*AIM OF THE TASK:* A word-for-word copy of the following listing is needed. Leave out its images.

⁂

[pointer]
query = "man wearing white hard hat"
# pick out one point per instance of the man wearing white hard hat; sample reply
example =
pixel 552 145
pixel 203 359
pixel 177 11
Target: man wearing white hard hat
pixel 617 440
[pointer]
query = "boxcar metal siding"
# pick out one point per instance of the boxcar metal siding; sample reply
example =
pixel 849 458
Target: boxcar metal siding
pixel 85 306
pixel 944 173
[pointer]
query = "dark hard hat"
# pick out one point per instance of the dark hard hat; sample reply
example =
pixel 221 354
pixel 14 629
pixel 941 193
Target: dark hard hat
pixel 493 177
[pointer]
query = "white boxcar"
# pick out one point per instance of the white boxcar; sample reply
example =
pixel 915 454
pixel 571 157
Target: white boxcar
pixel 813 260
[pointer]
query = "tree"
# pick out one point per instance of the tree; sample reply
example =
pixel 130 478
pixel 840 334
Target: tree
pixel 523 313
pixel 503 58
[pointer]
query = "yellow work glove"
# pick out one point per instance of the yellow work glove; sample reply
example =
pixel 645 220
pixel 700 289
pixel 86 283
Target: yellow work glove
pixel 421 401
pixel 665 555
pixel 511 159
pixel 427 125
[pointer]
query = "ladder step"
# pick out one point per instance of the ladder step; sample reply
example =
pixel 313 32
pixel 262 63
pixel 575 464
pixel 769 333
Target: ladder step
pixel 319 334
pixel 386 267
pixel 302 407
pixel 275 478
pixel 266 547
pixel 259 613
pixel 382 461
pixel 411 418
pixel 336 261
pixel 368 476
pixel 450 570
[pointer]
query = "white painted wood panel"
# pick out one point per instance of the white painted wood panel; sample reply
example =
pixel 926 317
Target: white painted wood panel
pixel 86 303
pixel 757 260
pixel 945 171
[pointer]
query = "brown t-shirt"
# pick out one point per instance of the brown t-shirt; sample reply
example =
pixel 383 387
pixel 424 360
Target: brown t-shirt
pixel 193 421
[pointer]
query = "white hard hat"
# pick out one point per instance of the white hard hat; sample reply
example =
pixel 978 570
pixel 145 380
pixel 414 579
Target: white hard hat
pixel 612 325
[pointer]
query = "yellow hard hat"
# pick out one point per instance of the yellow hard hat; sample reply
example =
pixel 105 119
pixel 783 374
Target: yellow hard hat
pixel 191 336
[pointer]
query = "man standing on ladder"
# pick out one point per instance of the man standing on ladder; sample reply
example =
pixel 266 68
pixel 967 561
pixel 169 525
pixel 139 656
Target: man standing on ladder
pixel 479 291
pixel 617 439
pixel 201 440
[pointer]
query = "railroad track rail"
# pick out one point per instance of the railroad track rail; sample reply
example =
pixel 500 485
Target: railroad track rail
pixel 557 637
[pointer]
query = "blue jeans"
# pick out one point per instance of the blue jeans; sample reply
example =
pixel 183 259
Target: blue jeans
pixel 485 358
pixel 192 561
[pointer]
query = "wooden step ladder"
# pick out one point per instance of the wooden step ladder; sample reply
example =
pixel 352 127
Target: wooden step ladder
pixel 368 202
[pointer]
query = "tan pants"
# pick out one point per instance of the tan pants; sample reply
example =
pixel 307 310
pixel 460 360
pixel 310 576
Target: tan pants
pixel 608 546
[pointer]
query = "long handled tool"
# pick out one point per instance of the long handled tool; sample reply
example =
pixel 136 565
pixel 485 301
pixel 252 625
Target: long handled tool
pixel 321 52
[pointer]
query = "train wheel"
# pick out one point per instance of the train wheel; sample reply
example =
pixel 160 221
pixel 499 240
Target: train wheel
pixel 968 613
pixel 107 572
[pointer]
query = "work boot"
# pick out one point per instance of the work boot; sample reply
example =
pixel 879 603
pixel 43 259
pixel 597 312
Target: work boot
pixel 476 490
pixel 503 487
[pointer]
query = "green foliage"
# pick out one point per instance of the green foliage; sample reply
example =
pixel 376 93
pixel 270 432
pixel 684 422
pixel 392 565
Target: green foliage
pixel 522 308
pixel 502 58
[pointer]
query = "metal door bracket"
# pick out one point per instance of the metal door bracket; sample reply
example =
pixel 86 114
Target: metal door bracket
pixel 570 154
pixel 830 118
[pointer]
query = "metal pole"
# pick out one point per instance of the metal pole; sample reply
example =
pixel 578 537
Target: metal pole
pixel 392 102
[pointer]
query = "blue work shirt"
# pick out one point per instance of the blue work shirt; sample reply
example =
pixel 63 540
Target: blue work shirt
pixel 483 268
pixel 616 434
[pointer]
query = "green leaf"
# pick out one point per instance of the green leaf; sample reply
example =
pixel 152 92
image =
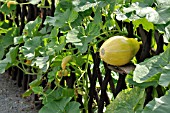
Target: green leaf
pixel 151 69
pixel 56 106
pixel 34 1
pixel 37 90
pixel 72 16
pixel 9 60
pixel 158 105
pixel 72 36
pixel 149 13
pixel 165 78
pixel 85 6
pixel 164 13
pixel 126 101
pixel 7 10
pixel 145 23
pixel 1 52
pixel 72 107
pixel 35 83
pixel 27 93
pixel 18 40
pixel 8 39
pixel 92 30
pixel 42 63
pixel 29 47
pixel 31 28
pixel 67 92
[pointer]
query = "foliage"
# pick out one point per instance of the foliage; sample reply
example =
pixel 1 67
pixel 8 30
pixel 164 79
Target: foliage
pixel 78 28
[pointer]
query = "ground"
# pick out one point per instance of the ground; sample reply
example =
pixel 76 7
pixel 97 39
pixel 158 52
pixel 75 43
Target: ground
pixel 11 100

⁂

*THE COMPLETED TASK:*
[pointer]
query = "man wearing white hard hat"
# pick out one point per instance of the man wearing white hard hat; sample reply
example =
pixel 552 145
pixel 203 359
pixel 177 11
Target: man wearing white hard hat
pixel 617 440
[pointer]
query = "boxcar metal siding"
# pick out one point per instance of the boxcar metal siding; sample reply
example =
pixel 849 458
Target: boxcar metal siding
pixel 85 306
pixel 944 173
[pointer]
query = "dark hard hat"
# pick out one point per instance of the dark hard hat; sample reply
example =
pixel 221 354
pixel 14 629
pixel 941 193
Target: dark hard hat
pixel 493 177
[pointer]
query = "white boxcar"
# pick out one point per instance of the white boxcar; sample reply
example =
pixel 915 454
pixel 571 157
Target: white boxcar
pixel 813 260
[pointer]
query = "tree"
# pick out one point per instance of the tree; sample reply
example =
pixel 130 478
pixel 840 334
Target: tree
pixel 523 313
pixel 503 58
[pointer]
query = "yellow work glove"
# pick out one point per instance of the yellow work glove; sample reply
example =
pixel 645 220
pixel 700 289
pixel 86 283
Target: yellow work glove
pixel 421 401
pixel 665 555
pixel 511 159
pixel 427 125
[pointer]
query = "ladder step"
# pick out one point per instance of the ladder step; sample reply
example =
pixel 313 32
pixel 262 63
pixel 575 464
pixel 769 333
Target: ladder step
pixel 319 334
pixel 386 267
pixel 302 407
pixel 275 478
pixel 266 547
pixel 259 613
pixel 382 461
pixel 411 418
pixel 336 261
pixel 368 476
pixel 450 570
[pointer]
query = "white painted wood panel"
# pick out one point per instance of the white painted wood panel; sample reply
example =
pixel 926 317
Target: white painted wood panel
pixel 86 303
pixel 757 260
pixel 945 171
[pointer]
query = "brown t-shirt"
# pick out one point per instance of the brown t-shirt; sample reply
example =
pixel 383 387
pixel 424 360
Target: brown t-shirt
pixel 193 421
[pointer]
query = "white hard hat"
# pick out one point per instance of the white hard hat; sample reply
example =
pixel 978 570
pixel 145 380
pixel 414 579
Target: white hard hat
pixel 612 325
[pointer]
query = "yellow hard hat"
# pick out one point per instance of the yellow hard hat; sample reply
example =
pixel 105 119
pixel 783 374
Target: yellow hard hat
pixel 191 336
[pointer]
query = "man standing on ladder"
# pick out one point per instance of the man standing on ladder; sample reply
example =
pixel 266 68
pixel 967 561
pixel 169 525
pixel 139 656
Target: man standing on ladder
pixel 479 291
pixel 617 439
pixel 201 440
[pointer]
query = "railroad track rail"
# pick out one point per instance of the railroad track rail; sample reply
example =
pixel 500 485
Target: railroad track rail
pixel 557 637
[pointer]
query = "blue jeans"
# pick out one point per instance of the blue jeans; sample reply
example =
pixel 183 259
Target: blue jeans
pixel 485 358
pixel 192 561
[pointer]
query = "wooden step ladder"
# pick out one point per instance of the wooden step ladder; sample reply
example =
pixel 352 127
Target: wooden step ladder
pixel 368 202
[pointer]
query = "tan pants"
# pick out one point per instance of the tan pants; sample reply
example =
pixel 307 310
pixel 460 360
pixel 310 576
Target: tan pants
pixel 608 546
[pointer]
query = "long handled tool"
# pick out one point per instance of the long handled tool; sample reply
example =
pixel 136 565
pixel 485 301
pixel 252 625
Target: long handled tool
pixel 321 52
[pointer]
query = "train wheel"
# pick out one point per instance of the train wheel; sample reply
example =
pixel 160 221
pixel 499 240
Target: train wheel
pixel 968 613
pixel 107 572
[pointer]
query = "work boot"
# pick out one point per instance of the work boot; sample reply
example =
pixel 879 603
pixel 43 259
pixel 597 312
Target: work boot
pixel 476 490
pixel 503 487
[pointer]
query = "green foliage"
# pick out one point per instance of the green foliage; sample reply
example =
pixel 376 93
pixel 270 432
pixel 684 422
pixel 392 565
Target: green foliage
pixel 522 308
pixel 502 58
[pointer]
query = "metal door bracket"
# pick out one point per instance of the metal door bracket; sample reply
example =
pixel 86 114
Target: metal door bracket
pixel 570 154
pixel 830 118
[pointer]
query = "metal pole"
# pick out one point per instance of the metal pole; sample reply
example =
pixel 578 537
Target: metal pole
pixel 392 102
[pointer]
query = "blue work shirt"
# pick out one point per instance of the blue work shirt; sample reply
example =
pixel 63 540
Target: blue work shirt
pixel 483 268
pixel 616 434
[pointer]
query = "green leaf"
# pick out one point per instance of the green leaf; sample reply
example =
pixel 152 92
image =
Target: green leaf
pixel 151 69
pixel 56 106
pixel 34 1
pixel 37 90
pixel 72 16
pixel 9 60
pixel 158 105
pixel 72 36
pixel 149 13
pixel 165 78
pixel 85 6
pixel 164 13
pixel 126 101
pixel 7 10
pixel 145 23
pixel 1 52
pixel 72 107
pixel 35 83
pixel 27 93
pixel 18 40
pixel 8 39
pixel 92 30
pixel 42 63
pixel 29 47
pixel 31 28
pixel 67 92
[pointer]
query = "foliage"
# pick out one point per instance of the foliage; sample reply
example =
pixel 1 67
pixel 8 30
pixel 164 79
Target: foliage
pixel 78 28
[pointer]
query = "ground"
# pick out one point per instance of the ground; sample reply
example =
pixel 76 7
pixel 97 39
pixel 158 52
pixel 75 43
Target: ground
pixel 11 100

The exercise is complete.